SUPPLIED ENTRIES
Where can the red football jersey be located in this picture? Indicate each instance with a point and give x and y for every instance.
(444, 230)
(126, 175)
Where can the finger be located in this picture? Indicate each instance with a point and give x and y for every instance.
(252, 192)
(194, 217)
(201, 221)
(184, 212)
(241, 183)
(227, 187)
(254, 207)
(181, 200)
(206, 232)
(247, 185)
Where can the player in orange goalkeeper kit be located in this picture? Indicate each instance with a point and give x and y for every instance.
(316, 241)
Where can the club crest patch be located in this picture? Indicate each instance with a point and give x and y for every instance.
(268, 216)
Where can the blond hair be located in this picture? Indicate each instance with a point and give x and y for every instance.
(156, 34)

==

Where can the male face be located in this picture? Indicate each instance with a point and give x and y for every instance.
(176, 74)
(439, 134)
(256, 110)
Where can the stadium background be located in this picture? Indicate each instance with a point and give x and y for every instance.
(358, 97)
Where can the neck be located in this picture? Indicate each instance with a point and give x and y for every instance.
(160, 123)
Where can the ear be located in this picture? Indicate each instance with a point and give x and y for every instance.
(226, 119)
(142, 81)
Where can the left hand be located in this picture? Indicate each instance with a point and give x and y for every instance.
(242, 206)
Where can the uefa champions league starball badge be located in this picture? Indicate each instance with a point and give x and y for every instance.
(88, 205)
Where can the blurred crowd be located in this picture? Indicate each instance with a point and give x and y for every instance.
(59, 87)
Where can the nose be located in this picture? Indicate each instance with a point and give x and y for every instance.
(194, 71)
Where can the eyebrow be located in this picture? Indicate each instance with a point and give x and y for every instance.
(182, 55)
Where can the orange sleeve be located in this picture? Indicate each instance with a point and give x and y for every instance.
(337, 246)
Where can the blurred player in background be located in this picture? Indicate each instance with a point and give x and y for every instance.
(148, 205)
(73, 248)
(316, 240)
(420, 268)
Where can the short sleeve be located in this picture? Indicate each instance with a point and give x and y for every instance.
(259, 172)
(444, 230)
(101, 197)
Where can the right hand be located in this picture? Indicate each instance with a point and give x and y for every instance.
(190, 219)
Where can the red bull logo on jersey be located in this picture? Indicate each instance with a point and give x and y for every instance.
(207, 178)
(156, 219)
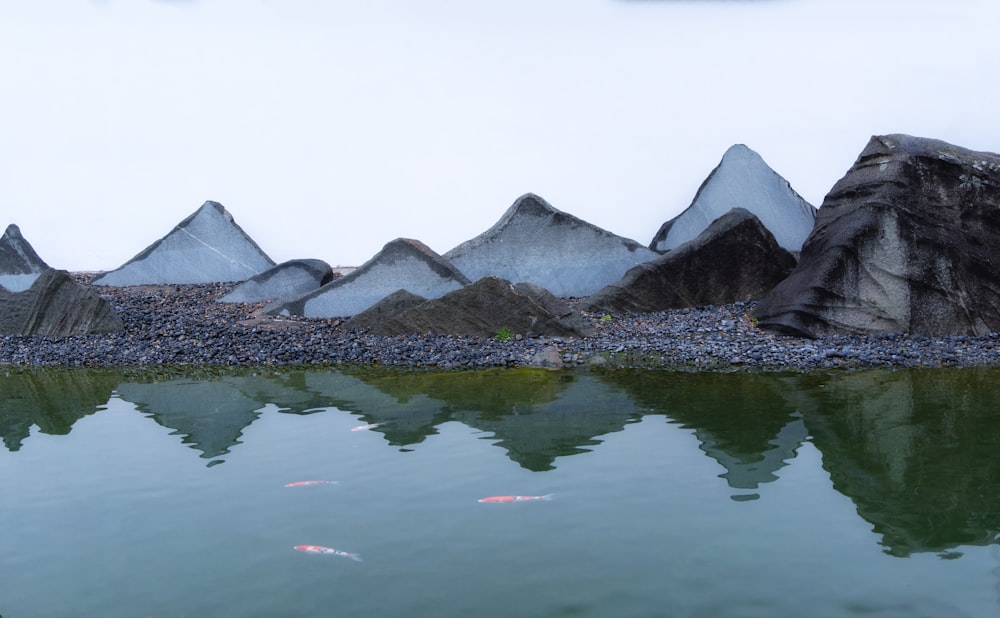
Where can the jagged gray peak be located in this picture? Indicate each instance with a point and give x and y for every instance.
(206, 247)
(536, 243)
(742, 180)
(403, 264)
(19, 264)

--

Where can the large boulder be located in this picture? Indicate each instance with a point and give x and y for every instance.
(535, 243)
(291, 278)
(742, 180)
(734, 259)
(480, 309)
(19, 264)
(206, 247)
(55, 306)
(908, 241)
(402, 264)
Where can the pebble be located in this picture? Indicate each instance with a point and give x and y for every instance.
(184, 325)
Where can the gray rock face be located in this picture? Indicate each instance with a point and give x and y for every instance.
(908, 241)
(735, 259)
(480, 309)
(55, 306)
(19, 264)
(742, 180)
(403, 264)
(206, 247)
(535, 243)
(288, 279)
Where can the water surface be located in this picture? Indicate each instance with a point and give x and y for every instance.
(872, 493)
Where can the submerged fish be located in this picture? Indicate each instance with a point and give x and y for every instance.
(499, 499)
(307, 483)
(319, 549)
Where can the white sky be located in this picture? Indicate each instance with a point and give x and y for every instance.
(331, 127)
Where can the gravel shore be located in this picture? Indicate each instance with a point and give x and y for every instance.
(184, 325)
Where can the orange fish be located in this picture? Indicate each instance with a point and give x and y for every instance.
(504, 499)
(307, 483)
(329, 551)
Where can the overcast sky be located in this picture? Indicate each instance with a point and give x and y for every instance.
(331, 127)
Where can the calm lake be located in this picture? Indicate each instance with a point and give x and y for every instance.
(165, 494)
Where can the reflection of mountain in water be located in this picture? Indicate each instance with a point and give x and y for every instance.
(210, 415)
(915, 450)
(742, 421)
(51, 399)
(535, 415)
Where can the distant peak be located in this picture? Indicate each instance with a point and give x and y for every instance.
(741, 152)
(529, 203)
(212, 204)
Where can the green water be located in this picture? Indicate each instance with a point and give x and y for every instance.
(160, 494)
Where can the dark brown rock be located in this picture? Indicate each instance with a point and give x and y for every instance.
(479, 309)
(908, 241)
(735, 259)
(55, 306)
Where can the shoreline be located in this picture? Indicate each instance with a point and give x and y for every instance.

EXERCISE OBJECTIVE
Scale the entries between the line holding "Where can the dark" and the line holding "Where can the shoreline", inclusive: reproduce each of those lines, requests unchanged, multiplying every x and y coordinate in the answers by 1.95 and rounding to whole numbers, with halves rounded up. Return only those lines.

REPLY
Where can the dark brown rock be located in this picture? Indicate each instance with a point and give x and y for every instance.
(934, 603)
(1771, 470)
(1433, 505)
(107, 597)
Where can the shoreline be located in this picture? Indicate each instance with a point and give x and y for every instance.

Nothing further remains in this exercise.